(MATERIAL FOR THE TASK Opens)

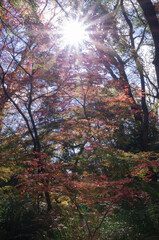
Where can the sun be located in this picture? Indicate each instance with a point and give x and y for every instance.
(74, 33)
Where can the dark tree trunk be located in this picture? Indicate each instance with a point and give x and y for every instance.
(153, 22)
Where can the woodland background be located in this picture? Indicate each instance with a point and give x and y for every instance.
(79, 144)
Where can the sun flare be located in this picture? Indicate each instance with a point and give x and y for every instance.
(74, 33)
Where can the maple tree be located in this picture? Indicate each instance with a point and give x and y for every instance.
(68, 112)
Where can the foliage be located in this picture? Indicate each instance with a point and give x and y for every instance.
(78, 123)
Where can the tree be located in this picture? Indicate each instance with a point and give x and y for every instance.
(69, 110)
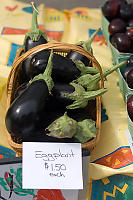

(MATERIAL FOR THE TASK Closes)

§ **WORK ORDER**
Copy all the records word for word and keep the pictures out.

§ **COMPLETED EXERCISE**
Where can the sun be located in this picture? Indicate each instance with a point and give x and y for every instance.
(74, 33)
Where can the dark tree trunk be located in this picture? Indicate each instance with a point and give x and y for every instance.
(153, 22)
Where can the woodland background be located in this picture? Indicate each instance with a point and give x and y for every instance.
(79, 144)
Where can the sun flare be located in this picture? Indicate each instance with a point and give x and y for every instance.
(74, 33)
Where can the maple tree be located in this picture? Indicate each instance with a point and give x and y for every instance.
(68, 112)
Where can the foliage be located in this picture? Indicate each instance with a point and give x and y for every instance.
(78, 123)
Where can the tree be located in this picture? Indicate each instance with a point and give x and y for every instance.
(69, 110)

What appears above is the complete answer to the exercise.